#### [WHAT NEEDS TO BE DONE]
Print out the records below with nothing altered.

#### [DATA SUPPLIED]
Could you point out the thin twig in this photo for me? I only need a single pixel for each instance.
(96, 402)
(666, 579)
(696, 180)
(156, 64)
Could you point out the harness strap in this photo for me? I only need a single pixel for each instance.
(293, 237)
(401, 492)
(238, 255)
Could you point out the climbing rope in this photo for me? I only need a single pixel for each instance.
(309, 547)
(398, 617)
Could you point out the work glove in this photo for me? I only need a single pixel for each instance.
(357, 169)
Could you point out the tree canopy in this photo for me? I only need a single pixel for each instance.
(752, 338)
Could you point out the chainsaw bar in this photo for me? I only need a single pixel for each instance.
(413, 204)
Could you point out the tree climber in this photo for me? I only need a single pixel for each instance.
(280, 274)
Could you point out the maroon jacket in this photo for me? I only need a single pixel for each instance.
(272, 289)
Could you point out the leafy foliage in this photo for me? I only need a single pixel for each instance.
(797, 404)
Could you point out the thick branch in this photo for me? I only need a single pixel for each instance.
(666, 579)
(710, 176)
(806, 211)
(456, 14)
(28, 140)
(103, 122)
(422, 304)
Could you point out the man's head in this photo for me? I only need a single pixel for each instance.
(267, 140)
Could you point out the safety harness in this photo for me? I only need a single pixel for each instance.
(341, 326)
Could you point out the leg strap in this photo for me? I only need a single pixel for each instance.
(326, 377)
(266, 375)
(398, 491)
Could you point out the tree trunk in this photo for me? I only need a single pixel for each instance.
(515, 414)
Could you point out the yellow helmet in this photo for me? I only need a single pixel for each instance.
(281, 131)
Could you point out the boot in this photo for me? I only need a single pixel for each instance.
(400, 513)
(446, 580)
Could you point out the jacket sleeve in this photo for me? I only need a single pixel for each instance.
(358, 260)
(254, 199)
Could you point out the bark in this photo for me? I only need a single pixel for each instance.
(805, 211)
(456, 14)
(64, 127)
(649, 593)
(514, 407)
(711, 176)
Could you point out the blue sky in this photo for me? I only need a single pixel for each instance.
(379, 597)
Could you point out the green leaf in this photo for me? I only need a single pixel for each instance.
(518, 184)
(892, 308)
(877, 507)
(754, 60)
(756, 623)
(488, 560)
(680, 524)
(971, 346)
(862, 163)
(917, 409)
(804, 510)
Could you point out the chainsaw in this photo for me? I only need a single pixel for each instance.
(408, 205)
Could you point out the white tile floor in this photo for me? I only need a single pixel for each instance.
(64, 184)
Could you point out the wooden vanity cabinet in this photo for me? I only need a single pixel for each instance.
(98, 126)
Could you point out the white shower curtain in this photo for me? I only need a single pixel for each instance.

#### [WRITTEN REPLY]
Could you point out the thin twig in this photo for me? I only need a single pixel for each instance.
(96, 402)
(666, 579)
(696, 180)
(156, 64)
Could you point out the harness strap in this photo for me? I only need a single pixel for each instance.
(293, 237)
(401, 492)
(238, 255)
Could you point out the climbing rope in this photo for me? I only need a single pixel for each instance.
(309, 547)
(398, 617)
Could you point out the work glove in this photo for me? I only need a single pixel for each instance.
(357, 169)
Could you point out the tree canopy in this photo for me? I only need a single pixel for each instance.
(752, 338)
Could you point out the chainsaw bar in this photo for me? I only need a single pixel for each instance.
(413, 204)
Could you point out the tree climber in this photo for me? I only need a single pixel for each instance.
(280, 274)
Could you point out the maroon jacket in this photo for me? I only need a single pixel for each instance.
(272, 289)
Could you point out the leafy foliage in this photo for me? I only need a single pixel for each instance.
(797, 404)
Could you point out the thick branch in this photo for me? I only need a single pixel for each instance.
(666, 579)
(710, 176)
(806, 211)
(456, 14)
(28, 140)
(103, 122)
(422, 304)
Could you point out the man's head in this photo for me? I only need a single pixel for each instance.
(267, 140)
Could you point out the safety harness in this photo for me? I only need a single pixel for each instance.
(341, 326)
Could you point out the leg strap in this photo for me? I only need a single pixel for each instance.
(326, 377)
(266, 375)
(398, 491)
Could you point out the tree trunk in this photo for me? I only need a single pixel for each instance.
(515, 414)
Could you point out the yellow helmet in this photo for me? I only need a single pixel for each instance.
(281, 131)
Could you point out the boot in this photo for me? I only need a single pixel for each instance.
(400, 513)
(446, 580)
Could you point out the jacket sleeve in this photo for me? I only need a single pixel for each instance.
(358, 260)
(254, 199)
Could you point out the bark in this photo for me? I only need a single pixel for each instance.
(805, 211)
(456, 14)
(64, 127)
(649, 593)
(514, 407)
(711, 176)
Could you point out the blue sky in this photo for me? I only need a single pixel for each instance.
(379, 597)
Could you point out the green leaf in this photo for me? I only need a single pixel for each instance.
(518, 184)
(892, 308)
(877, 507)
(754, 60)
(756, 623)
(488, 560)
(680, 524)
(971, 346)
(862, 163)
(917, 409)
(804, 510)
Could you point out the chainsaw in this photo for me? I only need a single pixel for each instance.
(408, 205)
Could you point out the white tile floor in this photo for me? I only need a single pixel for each instance.
(64, 184)
Could you point out the wooden vanity cabinet in this photo for me? I only need a single pixel for each instance.
(98, 126)
Could you point out the white shower curtain in this photo for me? I only need a single pixel for each instance.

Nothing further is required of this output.